##### Text passage

Nation/World

Fear, pain and hunger: The dire impact of U.S. funding cuts in Africa

Women are seen in the Mbera refugee camp in Mauritania, on Tuesday. (Carmen Yasmine Abd Ali for The Washington Post)

NAIROBI - Soup kitchens can no longer feed the hungry. First responders are unable to reach the dead and wounded. Mothers and fathers search in vain for the medicines that keep them alive.

Across Africa, in bombed-out Sudanese cities, Kenyan clinics and Mauritanian refugee camps, the policies of the Trump administration are already having profound consequences for some of the world’s most vulnerable people.

The president’s decision to cancel or suspend billions of dollars worth of foreign aid - followed by ill-defined exemptions - are deepening humanitarian crises and putting an untold number of lives at risk, according to front-line aid workers and civilians who rely on American-funded programs.

Last week, thousands of “stop-work” orders went out to employees and contractors for the United States Agency for International Development, or USAID, which has long been Washington’s main vehicle for global aid. USAID spent $40 billion of the $68 billion that the U.S. allocated for foreign aid programs last year, making it the world’s single biggest donor - providing food, health care and clean water for tens of millions of people. Over the last five years, countries in sub-Saharan Africa have accounted for more than a third of U.S. foreign assistance spending.

##########
##### Given data

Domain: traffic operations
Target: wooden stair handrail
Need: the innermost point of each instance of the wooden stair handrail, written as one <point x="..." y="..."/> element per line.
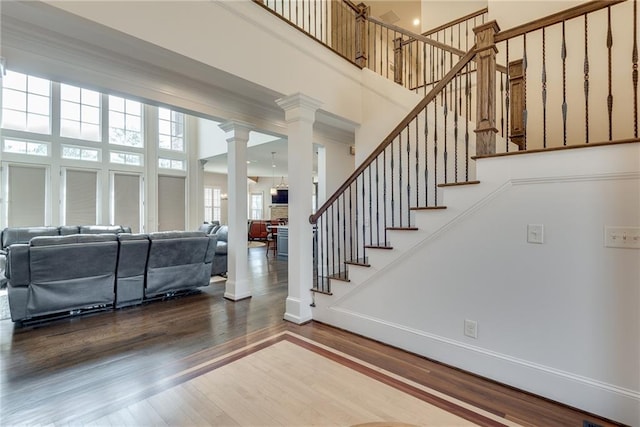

##########

§ **Exercise requirements**
**A)** Repeat word for word the part of the article on U.S. aid cuts in Africa between "NAIROBI - Soup" and "keep them alive.", inclusive.
**B)** Pick up the article on U.S. aid cuts in Africa where it stops and keep writing it.

§ **Answers to the tasks**
**A)**
NAIROBI - Soup kitchens can no longer feed the hungry. First responders are unable to reach the dead and wounded. Mothers and fathers search in vain for the medicines that keep them alive.

**B)**
“We spent the weekend feeding USAID into the wood chipper,” billionaire Elon Musk, whom Trump has put in charge of a new pseudo-government office tasked with cutting waste, boasted Monday on X. Calling the agency a “radical-left political psy op” and “a criminal organization,” Musk said it was “time for it to die.”

Later on Monday, Secretary of State Marco Rubio unveiled plans to restructure and potentially abolish USAID, citing “systems and processes (that) … often result in discord in the foreign policy and foreign relations of the United States.”

Traditionally, USAID has enjoyed strong bipartisan support in Washington. In addition to saving lives, its backers say it helps stabilize some of the world’s poorest and most volatile regions while acting as a bulwark against Russian and Chinese influence.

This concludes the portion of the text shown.